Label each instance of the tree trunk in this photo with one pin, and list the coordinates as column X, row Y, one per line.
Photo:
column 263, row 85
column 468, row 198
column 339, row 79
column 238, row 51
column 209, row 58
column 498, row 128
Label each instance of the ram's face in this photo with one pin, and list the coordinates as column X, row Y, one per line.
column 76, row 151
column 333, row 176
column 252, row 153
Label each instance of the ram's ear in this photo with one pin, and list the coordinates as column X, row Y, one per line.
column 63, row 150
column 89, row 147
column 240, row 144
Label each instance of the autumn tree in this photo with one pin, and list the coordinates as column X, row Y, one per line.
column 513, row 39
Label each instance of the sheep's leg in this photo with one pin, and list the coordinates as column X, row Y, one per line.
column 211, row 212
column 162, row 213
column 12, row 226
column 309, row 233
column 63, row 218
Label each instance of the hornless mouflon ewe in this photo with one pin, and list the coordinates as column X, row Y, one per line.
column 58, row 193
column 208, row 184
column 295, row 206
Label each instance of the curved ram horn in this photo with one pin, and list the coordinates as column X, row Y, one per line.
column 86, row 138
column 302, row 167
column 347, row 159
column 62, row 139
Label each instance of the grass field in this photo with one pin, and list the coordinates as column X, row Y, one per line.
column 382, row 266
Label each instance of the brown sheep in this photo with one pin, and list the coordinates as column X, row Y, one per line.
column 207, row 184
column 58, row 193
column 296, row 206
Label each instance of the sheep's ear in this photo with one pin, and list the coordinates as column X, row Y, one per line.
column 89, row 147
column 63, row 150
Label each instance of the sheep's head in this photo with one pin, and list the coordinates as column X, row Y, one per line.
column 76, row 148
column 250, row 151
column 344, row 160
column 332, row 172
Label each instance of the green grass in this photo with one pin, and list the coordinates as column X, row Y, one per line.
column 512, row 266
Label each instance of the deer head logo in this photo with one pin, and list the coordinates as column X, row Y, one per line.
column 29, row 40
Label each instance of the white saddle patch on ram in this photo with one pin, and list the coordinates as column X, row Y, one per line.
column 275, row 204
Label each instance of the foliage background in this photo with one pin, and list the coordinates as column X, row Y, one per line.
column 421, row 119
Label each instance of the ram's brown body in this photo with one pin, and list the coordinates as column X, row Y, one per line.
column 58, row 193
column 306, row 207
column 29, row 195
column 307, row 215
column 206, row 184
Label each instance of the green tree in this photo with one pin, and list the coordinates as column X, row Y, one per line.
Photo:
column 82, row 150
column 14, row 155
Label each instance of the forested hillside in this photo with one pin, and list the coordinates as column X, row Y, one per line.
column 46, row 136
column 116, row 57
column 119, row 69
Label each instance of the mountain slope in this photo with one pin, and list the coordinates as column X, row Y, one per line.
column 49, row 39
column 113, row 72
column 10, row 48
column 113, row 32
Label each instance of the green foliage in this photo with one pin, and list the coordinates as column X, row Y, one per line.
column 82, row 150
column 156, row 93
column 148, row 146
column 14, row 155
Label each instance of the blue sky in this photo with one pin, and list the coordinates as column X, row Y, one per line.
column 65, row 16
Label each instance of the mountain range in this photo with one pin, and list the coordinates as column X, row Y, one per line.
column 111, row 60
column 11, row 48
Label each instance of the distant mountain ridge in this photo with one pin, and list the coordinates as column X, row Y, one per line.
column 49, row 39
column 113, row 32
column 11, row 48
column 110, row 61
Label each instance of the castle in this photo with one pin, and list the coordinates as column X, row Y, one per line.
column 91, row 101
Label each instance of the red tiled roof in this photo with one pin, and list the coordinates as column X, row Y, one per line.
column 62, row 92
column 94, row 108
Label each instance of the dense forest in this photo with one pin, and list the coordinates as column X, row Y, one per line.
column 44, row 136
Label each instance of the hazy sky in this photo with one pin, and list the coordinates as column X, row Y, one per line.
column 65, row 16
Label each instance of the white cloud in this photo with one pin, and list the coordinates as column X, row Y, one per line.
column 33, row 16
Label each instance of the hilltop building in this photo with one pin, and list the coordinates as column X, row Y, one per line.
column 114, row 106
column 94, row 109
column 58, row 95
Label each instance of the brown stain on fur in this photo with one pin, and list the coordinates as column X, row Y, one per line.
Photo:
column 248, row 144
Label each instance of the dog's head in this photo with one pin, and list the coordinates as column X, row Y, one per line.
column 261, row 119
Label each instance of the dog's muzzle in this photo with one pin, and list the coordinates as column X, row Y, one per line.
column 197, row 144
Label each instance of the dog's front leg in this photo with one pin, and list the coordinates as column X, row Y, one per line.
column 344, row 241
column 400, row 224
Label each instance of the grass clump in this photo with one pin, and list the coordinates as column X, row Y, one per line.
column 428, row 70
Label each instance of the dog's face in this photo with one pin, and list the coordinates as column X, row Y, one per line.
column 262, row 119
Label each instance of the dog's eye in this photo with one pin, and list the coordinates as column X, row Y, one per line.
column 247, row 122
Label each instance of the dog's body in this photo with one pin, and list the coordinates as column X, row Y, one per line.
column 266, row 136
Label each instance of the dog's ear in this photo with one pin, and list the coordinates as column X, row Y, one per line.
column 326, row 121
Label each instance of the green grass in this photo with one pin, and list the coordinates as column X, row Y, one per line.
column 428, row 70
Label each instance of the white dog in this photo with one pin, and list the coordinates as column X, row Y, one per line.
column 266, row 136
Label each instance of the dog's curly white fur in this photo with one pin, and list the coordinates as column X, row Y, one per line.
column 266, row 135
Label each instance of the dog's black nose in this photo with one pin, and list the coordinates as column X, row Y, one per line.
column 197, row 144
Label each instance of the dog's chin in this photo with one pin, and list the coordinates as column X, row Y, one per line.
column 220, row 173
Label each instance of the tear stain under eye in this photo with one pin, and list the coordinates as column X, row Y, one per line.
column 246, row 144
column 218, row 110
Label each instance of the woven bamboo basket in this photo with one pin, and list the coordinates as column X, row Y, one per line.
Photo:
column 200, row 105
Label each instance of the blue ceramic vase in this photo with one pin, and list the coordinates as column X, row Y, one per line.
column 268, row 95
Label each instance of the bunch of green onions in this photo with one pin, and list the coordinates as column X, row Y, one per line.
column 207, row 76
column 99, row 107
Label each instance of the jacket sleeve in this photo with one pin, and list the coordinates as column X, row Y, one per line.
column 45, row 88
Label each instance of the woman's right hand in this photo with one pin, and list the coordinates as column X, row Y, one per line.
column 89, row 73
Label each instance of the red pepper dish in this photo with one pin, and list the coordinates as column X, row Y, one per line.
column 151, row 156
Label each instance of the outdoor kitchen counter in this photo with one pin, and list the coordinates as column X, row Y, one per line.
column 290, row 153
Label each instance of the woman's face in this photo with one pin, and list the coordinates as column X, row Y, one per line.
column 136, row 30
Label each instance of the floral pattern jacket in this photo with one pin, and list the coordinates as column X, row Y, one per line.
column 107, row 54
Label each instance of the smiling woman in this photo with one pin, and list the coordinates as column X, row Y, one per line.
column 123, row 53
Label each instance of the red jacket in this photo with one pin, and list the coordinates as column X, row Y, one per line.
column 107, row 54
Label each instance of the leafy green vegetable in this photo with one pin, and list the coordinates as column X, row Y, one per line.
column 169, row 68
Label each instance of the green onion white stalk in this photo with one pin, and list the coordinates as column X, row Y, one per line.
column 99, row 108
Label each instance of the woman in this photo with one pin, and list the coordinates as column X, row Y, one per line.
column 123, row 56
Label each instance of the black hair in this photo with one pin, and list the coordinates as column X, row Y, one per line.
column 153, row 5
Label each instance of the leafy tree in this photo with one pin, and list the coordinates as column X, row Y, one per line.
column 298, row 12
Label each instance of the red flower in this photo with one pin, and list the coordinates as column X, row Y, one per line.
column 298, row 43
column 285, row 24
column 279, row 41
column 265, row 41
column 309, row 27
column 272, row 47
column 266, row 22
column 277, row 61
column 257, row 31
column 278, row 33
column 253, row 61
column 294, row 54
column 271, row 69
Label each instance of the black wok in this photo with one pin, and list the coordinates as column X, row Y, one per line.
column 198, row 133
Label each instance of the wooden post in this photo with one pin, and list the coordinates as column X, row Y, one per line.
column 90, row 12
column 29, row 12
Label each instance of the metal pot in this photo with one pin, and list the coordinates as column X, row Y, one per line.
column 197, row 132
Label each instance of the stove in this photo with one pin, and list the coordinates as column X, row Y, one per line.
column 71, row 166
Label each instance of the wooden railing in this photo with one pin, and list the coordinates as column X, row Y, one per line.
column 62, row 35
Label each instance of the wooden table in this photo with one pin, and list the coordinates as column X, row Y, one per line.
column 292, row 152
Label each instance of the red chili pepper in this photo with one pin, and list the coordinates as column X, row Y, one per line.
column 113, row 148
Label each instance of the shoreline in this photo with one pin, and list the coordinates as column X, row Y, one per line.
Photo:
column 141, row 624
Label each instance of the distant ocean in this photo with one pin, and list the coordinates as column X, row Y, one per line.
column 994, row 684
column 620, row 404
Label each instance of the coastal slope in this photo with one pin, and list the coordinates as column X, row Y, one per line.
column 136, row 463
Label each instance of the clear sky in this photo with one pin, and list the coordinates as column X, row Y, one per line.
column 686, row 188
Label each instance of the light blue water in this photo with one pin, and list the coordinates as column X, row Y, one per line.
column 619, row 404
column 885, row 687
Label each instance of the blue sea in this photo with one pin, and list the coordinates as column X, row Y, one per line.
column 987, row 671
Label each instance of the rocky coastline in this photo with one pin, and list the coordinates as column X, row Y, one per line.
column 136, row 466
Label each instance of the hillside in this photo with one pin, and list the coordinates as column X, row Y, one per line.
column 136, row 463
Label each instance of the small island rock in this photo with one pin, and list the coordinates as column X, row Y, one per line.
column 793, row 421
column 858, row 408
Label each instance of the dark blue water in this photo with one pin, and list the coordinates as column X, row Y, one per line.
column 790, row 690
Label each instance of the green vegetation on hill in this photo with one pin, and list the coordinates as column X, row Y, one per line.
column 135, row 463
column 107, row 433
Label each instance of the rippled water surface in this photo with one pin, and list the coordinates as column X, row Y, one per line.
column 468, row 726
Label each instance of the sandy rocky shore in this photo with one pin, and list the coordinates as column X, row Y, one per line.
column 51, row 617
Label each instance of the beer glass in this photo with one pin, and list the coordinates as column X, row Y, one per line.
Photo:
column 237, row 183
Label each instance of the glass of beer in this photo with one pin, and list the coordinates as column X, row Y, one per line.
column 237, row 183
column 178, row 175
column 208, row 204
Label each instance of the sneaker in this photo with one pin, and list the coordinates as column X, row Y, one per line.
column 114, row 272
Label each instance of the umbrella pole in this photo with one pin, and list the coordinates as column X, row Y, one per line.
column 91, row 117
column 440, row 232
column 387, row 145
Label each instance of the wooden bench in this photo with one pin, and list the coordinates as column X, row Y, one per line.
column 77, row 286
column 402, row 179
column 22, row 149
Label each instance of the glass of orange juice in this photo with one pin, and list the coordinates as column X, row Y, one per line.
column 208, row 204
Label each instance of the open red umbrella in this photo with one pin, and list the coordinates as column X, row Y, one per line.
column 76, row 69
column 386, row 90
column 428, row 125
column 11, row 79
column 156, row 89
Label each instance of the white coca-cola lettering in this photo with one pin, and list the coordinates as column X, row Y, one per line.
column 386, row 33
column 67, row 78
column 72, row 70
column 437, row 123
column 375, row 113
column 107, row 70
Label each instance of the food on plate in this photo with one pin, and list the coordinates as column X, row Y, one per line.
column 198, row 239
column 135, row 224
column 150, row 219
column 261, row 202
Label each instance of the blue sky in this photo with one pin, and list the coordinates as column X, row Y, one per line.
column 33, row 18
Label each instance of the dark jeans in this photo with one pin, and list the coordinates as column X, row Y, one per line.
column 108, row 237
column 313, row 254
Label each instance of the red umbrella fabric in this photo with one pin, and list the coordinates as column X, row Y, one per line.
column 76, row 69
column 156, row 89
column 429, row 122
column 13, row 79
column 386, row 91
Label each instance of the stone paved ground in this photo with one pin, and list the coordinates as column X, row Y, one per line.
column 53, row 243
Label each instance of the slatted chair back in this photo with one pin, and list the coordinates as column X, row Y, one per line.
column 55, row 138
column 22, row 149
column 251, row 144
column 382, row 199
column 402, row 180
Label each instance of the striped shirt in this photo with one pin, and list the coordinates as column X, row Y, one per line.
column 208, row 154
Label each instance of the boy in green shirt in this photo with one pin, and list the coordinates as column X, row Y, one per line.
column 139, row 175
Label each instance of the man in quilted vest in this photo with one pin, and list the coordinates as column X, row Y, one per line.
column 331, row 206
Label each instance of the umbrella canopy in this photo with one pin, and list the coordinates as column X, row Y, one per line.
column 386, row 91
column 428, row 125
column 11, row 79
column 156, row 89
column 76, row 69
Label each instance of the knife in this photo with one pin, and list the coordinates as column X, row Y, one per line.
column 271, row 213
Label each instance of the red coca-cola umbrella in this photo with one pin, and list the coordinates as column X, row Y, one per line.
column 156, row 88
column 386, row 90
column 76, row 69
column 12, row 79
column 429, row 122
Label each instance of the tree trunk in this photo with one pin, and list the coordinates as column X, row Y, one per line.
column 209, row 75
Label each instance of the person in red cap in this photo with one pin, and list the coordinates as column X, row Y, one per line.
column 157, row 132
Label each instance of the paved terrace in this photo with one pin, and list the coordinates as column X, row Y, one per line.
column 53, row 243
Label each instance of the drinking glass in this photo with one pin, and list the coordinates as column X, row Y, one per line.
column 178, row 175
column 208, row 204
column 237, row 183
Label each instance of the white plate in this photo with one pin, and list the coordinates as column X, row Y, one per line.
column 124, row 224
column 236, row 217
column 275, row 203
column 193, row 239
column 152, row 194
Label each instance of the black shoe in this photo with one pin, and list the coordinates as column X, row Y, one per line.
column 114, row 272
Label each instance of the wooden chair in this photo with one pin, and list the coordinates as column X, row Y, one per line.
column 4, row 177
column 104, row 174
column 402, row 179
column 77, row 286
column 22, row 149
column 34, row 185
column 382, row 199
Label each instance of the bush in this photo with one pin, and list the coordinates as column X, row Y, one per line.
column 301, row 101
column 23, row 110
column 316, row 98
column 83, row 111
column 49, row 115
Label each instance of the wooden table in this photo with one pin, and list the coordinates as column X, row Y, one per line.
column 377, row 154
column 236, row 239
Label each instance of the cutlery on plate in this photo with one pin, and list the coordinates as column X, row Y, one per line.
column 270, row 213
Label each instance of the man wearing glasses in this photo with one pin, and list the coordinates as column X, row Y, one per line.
|---|
• Stated problem
Copy the listing above word for word, from its first line through the line containing "column 513, row 39", with both ends included.

• Result of this exercise
Label each instance of the tree trunk in this photo with one pin, and list the coordinates as column X, row Y, one per line.
Photo:
column 263, row 85
column 468, row 198
column 339, row 79
column 238, row 51
column 209, row 58
column 498, row 128
Label each instance of the ram's face in this photo with one pin, and list the coordinates as column X, row Y, one per line.
column 76, row 151
column 333, row 176
column 252, row 153
Label each instance of the ram's ear in this photo with one pin, and list the coordinates as column X, row Y, one per line.
column 63, row 150
column 89, row 147
column 240, row 144
Label each instance of the autumn tree in this photo with one pin, and list the coordinates as column X, row Y, one per line.
column 513, row 39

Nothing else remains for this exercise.